### EXTRAIT DU DOCUMENT
- - -

En opposition avec la méthode adoptée pour élaborer le dictionnaire de l’Académie, RICHELET entend, dès l’origine, bâtir son dictionnaire sur des citations d’auteurs anciens et contemporains, choisies pour servir de caution à un bon usage lexical et grammatical des termes définis. Les Académiciens s’étaient longuement déchirés sur le rôle à accorder aux citations, et une fraction importante d’entre eux avaient refusé d’entériner la décision finale de ne pas y recourir. Ces polémiques expliquent probablement le soutien de certains membres de l’Académie à RICHELET. C’est ainsi que se trouvent dans le Dictionnaire françois des phrases dues à CORNEILLE, VOITURE, BOILEAU, SCARRON, GUEZ de BALZAC, mais aussi, bien sûr, à PERROT d’ABLANCOURT et à PATRU.

- - -

### EXTRAIT DES DONNÉES
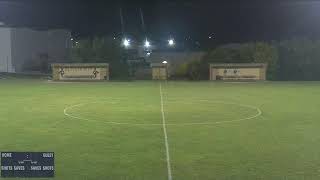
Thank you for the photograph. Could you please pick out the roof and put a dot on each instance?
(80, 65)
(231, 65)
(158, 65)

- - -

### CONSIGNE
Poursuivez, s'il vous plaît, l'extrait sur le dictionnaire de Richelet à partir de sa dernière phrase. Ce matériel n'a aucun rapport avec l'extrait sur le dictionnaire de Richelet.

### RÉSULTAT
Les termes jugés dialectaux ou archaïques sont exclus du dictionnaire. En théorie, RICHELET se défend de toute trivialité, mais de nombreuses citations “osées” voire obscènes émaillent l’ensemble. REY cite ainsi l’exemple de Tabouret, au sens de siège accordé aux dames nobles chez la reine, qui est illustré par la citation de SCARRON :

« Au plaisir de tous et de votre jarret

votre cu qui doist estre un des plus beaux de France

comme un cu d’importance

a reçu chez la Reine, enfin, le tabouret. »

De même, esprit mordant et volontiers polémique, RICHELET place parfois des piques envers certaines personnes comme CONDÉ et, plus curieusement, envers la ville de Grenoble. Ces traits particuliers seront par la suite “corrigés”, donnant par là même une grande valeur à l’édition originale.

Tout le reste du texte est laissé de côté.